*Your instructions*. Your task is to extract the lines from the one holding "the backpack, then" through the end of the material. Set them down exactly and add nothing.
--- Start Records to use ---
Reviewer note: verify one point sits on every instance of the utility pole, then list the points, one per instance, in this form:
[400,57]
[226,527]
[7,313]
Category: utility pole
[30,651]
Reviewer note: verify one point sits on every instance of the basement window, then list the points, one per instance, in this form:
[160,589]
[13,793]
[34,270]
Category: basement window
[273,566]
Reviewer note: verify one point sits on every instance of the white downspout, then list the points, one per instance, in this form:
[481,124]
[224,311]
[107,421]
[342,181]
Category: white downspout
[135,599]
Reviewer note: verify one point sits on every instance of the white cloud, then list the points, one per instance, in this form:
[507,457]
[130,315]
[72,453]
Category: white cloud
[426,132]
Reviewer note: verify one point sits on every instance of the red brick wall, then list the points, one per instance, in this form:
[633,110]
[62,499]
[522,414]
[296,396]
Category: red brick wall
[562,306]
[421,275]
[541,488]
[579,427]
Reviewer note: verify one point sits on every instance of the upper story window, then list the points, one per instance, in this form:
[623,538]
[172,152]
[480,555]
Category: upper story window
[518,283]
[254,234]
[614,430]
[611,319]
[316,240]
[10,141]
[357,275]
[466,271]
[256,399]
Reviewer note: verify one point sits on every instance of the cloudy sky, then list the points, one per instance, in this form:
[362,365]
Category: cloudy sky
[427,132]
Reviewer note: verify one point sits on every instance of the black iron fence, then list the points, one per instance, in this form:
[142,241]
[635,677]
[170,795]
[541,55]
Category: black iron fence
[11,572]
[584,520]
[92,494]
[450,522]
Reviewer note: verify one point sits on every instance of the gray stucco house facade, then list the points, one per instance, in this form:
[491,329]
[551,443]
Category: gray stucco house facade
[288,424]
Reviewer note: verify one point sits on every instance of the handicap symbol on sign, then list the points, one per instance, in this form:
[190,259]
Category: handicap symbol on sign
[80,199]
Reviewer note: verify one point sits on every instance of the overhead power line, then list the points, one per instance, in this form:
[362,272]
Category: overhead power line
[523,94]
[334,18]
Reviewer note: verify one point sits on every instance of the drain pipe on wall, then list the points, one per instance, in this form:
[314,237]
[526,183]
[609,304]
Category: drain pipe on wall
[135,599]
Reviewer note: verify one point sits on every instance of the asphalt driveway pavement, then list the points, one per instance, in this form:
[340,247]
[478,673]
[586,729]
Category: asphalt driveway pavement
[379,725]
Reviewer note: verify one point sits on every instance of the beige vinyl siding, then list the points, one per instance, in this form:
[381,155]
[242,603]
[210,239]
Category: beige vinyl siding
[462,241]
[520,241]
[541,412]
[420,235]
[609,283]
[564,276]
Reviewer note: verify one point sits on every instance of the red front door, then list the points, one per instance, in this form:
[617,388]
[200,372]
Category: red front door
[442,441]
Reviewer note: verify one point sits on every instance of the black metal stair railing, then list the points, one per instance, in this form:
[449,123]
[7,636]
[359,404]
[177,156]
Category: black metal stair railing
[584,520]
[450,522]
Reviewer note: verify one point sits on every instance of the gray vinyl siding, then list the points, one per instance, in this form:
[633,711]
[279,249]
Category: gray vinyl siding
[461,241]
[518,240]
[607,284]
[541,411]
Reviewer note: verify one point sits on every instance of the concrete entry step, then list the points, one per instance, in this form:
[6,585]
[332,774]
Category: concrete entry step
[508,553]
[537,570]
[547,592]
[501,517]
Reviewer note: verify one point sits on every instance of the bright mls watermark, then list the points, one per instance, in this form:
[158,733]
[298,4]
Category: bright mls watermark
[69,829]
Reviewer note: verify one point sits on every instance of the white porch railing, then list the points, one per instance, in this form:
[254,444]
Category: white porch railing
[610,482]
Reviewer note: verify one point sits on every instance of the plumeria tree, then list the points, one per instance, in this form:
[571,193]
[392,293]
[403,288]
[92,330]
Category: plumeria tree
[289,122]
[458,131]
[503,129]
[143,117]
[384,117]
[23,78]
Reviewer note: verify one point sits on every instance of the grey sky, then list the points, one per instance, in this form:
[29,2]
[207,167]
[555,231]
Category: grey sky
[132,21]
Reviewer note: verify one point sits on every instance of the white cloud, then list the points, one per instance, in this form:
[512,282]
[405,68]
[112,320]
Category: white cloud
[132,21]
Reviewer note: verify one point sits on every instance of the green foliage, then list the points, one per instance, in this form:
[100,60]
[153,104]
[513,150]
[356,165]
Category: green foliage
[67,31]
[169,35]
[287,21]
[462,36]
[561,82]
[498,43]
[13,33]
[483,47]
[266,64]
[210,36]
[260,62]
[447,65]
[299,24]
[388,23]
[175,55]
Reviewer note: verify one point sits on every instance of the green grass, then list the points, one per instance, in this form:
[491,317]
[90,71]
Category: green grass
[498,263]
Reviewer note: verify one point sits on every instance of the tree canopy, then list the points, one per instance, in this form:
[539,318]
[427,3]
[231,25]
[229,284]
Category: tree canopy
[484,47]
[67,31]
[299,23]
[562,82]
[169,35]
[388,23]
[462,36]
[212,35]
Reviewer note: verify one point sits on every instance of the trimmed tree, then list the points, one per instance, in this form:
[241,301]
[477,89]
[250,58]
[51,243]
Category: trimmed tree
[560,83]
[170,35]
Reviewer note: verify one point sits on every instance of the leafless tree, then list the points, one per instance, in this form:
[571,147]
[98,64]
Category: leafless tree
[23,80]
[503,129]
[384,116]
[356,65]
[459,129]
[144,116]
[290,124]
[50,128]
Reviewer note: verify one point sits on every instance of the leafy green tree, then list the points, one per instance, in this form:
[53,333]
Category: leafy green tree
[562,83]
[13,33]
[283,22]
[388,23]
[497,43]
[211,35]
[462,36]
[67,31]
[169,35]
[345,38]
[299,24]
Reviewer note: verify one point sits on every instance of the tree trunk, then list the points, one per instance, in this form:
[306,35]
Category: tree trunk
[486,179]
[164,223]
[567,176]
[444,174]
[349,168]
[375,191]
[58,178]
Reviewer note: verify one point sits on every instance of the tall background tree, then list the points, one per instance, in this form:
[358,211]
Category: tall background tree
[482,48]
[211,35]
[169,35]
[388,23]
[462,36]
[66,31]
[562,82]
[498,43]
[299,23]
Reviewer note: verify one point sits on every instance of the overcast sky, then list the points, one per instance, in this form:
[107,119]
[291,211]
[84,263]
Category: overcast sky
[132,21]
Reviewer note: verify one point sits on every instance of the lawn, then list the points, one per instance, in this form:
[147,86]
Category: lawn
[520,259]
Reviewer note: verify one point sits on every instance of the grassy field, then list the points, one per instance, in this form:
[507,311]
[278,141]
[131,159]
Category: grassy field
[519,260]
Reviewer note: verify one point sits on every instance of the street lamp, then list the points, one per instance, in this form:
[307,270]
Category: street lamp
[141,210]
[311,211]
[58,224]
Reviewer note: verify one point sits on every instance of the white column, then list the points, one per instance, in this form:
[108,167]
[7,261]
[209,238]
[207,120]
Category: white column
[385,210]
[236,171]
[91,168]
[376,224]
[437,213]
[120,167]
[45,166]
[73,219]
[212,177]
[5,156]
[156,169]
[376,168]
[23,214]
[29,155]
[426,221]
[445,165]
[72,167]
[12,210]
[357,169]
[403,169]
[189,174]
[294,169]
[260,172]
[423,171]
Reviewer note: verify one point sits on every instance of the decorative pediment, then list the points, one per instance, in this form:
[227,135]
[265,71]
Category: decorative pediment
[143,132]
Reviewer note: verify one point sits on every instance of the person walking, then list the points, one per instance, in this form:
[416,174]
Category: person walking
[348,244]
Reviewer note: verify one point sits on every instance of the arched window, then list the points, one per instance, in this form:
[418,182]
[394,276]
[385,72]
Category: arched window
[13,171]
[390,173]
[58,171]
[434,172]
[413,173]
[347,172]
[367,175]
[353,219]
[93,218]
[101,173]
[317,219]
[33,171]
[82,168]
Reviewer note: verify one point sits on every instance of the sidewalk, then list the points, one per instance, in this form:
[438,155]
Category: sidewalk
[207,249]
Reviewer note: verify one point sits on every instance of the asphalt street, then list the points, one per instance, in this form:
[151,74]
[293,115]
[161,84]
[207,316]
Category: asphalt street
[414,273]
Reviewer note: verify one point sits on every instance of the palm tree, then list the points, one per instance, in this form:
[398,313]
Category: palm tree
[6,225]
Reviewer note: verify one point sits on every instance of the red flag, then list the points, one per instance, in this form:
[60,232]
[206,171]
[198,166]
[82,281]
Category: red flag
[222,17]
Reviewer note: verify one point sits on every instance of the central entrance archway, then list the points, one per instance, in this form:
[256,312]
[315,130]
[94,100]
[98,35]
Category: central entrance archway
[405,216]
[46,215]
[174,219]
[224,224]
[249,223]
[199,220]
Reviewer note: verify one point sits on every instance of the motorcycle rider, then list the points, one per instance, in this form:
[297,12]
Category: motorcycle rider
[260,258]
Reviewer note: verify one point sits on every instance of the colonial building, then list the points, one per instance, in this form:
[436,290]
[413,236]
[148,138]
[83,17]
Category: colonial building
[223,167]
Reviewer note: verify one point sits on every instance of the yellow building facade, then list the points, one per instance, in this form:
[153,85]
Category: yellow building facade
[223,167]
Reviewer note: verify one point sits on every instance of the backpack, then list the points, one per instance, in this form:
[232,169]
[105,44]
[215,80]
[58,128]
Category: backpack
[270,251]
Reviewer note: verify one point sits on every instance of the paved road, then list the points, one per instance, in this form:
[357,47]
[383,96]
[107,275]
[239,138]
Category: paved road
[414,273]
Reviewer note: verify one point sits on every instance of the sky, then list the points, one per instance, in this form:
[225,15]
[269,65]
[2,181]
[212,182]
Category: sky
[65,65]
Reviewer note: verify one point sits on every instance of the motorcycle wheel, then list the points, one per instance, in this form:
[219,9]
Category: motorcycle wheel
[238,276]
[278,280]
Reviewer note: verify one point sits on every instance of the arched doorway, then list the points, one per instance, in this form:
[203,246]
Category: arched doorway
--- End Records to use ---
*Finished task*.
Reviewer note: verify one point sits on every instance of the backpack, then list the points, one per instance, in this form:
[232,169]
[105,44]
[215,80]
[58,128]
Category: backpack
[270,251]
Reviewer note: verify one point sits on every instance of the paved road, then list the points, one per instance, in this form:
[357,47]
[383,96]
[107,275]
[239,138]
Category: paved road
[414,273]
Reviewer note: verify one point sits on every instance of the sky, then list the points, one per instance, in this form:
[225,15]
[269,65]
[2,181]
[212,182]
Category: sky
[65,65]
Reviewer note: verify one point sits on every instance of the motorcycle wheel, then list the points, one per instance, in this form:
[219,9]
Category: motorcycle wheel
[238,276]
[278,280]
Reviewer note: verify one point sits on every instance of the arched doorway, then list the points, one per instance, in this form:
[203,246]
Category: arched doorway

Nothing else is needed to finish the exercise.